Here we are amidst another binary week where the outcome of stock markets depends on headlines, especially from the U.S. versus China negotiations. The two sides are set to meet again but this time they are starting from scratch. So at best I can expect a can-kick deal, if at all.
There is little chance that they will reach any concrete path to a full agreement. In fact, a rumor broke out that China was willing to deal now but only on the easy issue. This means that they want to skirt the intellectual property (IP) rule changes. I doubt that President Donald Trump will be willing to agree to this without major concessions.
It is important to note that these and most other stocks will not rally if the negotiations breakdown harshly, so any bullish setups should come with proper stop losses depending on trader time frames and preferences.
I will start with an upside opportunity in FB stock but follow it up with two cautionary tales on DIS and ROKU. But before you send the posse after me for dissing two recent faves, know that if the FB upside scenario plays out this week or next then there is a good chance the other two won’t collapse.
The FB stock upside scenario is long term even though it can unfold in the short term as well. The fundamentals behind FB are very strong. Few companies have the earnings power and the dominance in its field. Those long Alphabet (NASDAQ:GOOGL, NASDAQ:GOOG) stock need to worry about FB’s momentum in online advertising. Customers of FB love it and swear that they’ve never seen anything comparable.
Technically, FB stock above $180 per share foretells much higher prices with an immediate target at $185 where it will encounter heavy resistance. A few weeks ago this zone was a neckline that caused a 7% correction in FB. Now it’s up to the bulls to prove they can retake it so that they can maintain the momentum going into the earnings.
I want to be long those earnings since I anticipate that the worries in FB stock are overstated. The upside potential is definitely larger than the downside risk based on today’s macro and micro fundamentals. A caution is that at 30 price-to-earnings ratio and 9 times sales it is not cheap. But this is still a growth company and for those, I don’t look for cheap. They are supposed to spend a lot in order to deliver the top line expansion.
It is also important to note that the technical momentum is not constructive on any time frame except the weekly. Going long here is to anticipate a positive outcome even though the short term charts signal some difficulties ahead. Long term, there is no doubt that FB stock will be higher if markets are higher. Those who held their stocks for the last few years more than double their money. Clearly there is upside momentum in spite of the fact that FB is now a political football going into an election year. After all is said and done, FB stock will survive the political pressures just as Microsoft (NASDAQ:MSFT) did decades ago.
Earlier this year ROKU stock went on an incredible rally. And relative to this level it may seem that it has bottomed. But today I want to caution against that notion as this could be a false bottom. ROKU stock is still up 253% year-to-date so there is definitely more froth to shed if necessary.
There is another sell trigger level just below recent lows. If ROKU bulls fail to hold them this week or early next then ROKU could fail and target $73 per share. While this is not a forecast, it is definitely a scenario that exists just below current levels.

Records from a data source

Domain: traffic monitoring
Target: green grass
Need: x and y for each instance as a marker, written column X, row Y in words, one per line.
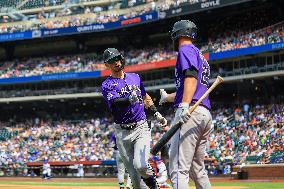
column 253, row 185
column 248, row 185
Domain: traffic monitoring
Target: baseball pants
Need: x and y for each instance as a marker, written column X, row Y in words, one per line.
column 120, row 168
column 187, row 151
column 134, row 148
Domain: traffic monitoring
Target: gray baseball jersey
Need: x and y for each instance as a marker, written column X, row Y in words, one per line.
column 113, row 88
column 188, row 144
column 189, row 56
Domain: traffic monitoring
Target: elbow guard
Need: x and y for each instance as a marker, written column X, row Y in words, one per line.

--

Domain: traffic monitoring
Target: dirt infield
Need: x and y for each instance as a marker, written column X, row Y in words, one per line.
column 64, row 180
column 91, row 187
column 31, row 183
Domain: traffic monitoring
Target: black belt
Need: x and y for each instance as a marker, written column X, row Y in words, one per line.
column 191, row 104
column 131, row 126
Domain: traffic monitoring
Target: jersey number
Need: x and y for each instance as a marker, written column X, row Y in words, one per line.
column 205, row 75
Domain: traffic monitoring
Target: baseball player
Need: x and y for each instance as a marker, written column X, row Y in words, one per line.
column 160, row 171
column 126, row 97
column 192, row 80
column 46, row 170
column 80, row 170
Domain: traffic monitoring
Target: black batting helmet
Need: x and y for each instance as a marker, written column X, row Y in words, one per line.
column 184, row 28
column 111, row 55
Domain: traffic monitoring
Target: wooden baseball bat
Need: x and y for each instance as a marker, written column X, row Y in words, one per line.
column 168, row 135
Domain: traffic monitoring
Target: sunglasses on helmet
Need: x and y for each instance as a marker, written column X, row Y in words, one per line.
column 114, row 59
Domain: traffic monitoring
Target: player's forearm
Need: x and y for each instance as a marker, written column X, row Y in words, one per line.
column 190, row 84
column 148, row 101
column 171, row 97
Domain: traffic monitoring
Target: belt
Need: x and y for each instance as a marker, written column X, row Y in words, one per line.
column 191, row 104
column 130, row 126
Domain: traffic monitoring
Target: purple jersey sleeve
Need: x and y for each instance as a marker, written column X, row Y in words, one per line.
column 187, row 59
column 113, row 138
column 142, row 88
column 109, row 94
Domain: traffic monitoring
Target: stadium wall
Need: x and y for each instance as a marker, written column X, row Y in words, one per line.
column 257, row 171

Short exercise 1: In the stock commentary, what immediate target does the writer give for FB stock once it trades above $180 per share?
Short exercise 2: Please carry the stock commentary forward, starting right after its final sentence.

Task response 1: $185 per share, where it will encounter heavy resistance.

Task response 2:
Last week, Roku stock finished a 44% correction from the September highs. It bounced off $98 per share. From here, it is imperative that bulls hold it else sellers will pile in and trigger a bearish pattern that is looming. This has been pivotal all year so $98 is a neckline of what resembles a head and shoulder bearish pattern. If it triggers, then I bet that sellers will want to test the huge green candle from the May earnings reaction near $80 per share.
It is no secret that I have been critical of the ROKU fundamentals. But I have recently started to give it a little leeway due to the fact that Netflix (NASDAQ:NFLX) may have changed the environment for ROKU to prosper faster than it did 15 years prior. Nevertheless, there isn’t much meat yet on the bone. ROKU is still a frothy stock so if long I use tight stops so not to turn a bullish trade into an investment in trouble.
If the bearish trigger happens, then I can short it in the options market. Here too I would use tight stops as ROKU stock showed its might earlier this year and if markets rally it too can have a repeat performance.
Disney stock is closely related to ROKU this year from a trading perspective. They have both been stocks on fire. This is not to say that their fundamentals are close together. Far from it. DIS has excellent proven financial performance sheets and with a new source of income about to launch. Disney will start streaming content soon to compete with NFLX. ROKU is an aggregator so for now it’s not in direct competition to DIS. Between the two, I’d bet on DIS upside long-term. They have a more secure future based on past results.
But just like ROKU, DIS stock also has dangerous levels lurking just below current levels. And during a binary week this could make for a short opportunity. At the end of September, DIS stock lost an important neckline which in theory triggered a H&S bearish pattern that targets $120 per share. Interestingly, this would fill the gap from April’s massive spike. So if I am long Disney stock I should know that there is tremendous downside technical risk short-term.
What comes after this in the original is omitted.